--- START DATASET CONTENT ---
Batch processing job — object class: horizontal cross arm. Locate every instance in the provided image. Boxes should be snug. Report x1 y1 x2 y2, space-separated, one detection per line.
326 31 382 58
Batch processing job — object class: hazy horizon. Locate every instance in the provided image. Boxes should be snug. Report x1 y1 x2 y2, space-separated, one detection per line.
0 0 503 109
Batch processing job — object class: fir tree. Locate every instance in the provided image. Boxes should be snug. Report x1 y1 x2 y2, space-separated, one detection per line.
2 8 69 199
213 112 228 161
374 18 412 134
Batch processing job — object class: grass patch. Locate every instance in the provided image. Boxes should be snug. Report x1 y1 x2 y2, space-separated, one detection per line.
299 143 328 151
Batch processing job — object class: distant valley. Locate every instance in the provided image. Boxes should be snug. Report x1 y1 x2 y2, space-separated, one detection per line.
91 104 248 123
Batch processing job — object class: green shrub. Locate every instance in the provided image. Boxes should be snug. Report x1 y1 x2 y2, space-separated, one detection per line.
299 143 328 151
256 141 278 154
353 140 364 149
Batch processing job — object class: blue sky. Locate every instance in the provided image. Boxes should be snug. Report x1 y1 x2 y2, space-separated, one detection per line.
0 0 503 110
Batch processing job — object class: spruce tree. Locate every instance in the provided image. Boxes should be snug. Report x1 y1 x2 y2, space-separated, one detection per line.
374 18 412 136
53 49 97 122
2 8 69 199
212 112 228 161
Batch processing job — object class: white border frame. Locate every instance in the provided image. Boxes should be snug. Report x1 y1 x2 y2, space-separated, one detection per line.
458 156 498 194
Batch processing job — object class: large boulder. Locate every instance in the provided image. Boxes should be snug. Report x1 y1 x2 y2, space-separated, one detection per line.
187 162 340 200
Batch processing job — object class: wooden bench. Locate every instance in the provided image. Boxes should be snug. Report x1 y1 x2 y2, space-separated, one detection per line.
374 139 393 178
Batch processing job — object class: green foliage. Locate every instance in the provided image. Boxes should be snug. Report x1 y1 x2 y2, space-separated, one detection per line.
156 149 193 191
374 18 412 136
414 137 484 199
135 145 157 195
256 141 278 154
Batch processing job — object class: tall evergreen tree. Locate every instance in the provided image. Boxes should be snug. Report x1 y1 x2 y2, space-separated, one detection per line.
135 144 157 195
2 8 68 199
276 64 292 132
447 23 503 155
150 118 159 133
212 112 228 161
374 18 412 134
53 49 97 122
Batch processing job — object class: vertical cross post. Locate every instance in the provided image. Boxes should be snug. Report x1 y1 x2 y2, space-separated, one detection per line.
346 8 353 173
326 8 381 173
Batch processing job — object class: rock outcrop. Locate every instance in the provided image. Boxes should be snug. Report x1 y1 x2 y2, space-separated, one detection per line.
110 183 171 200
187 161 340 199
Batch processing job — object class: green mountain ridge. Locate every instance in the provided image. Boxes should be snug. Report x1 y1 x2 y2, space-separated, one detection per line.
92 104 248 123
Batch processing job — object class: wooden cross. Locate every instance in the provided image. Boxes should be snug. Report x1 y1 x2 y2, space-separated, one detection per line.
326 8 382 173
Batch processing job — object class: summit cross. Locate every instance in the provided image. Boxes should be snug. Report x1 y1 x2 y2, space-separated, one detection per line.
--- END DATASET CONTENT ---
Lay out everything from the line containing "Batch processing job — object class: large" down to the line containing "187 162 340 200" as a Markdown table with the columns Row and Line. Give each line its row number and leave out blank lines.

| Row | Line |
|---|---|
| 1 | Batch processing job — object class: large boulder. Locate every instance in the provided image. Boxes should be snug. Report x1 y1 x2 y2, space-separated, one detection per line. |
| 2 | 187 162 340 200 |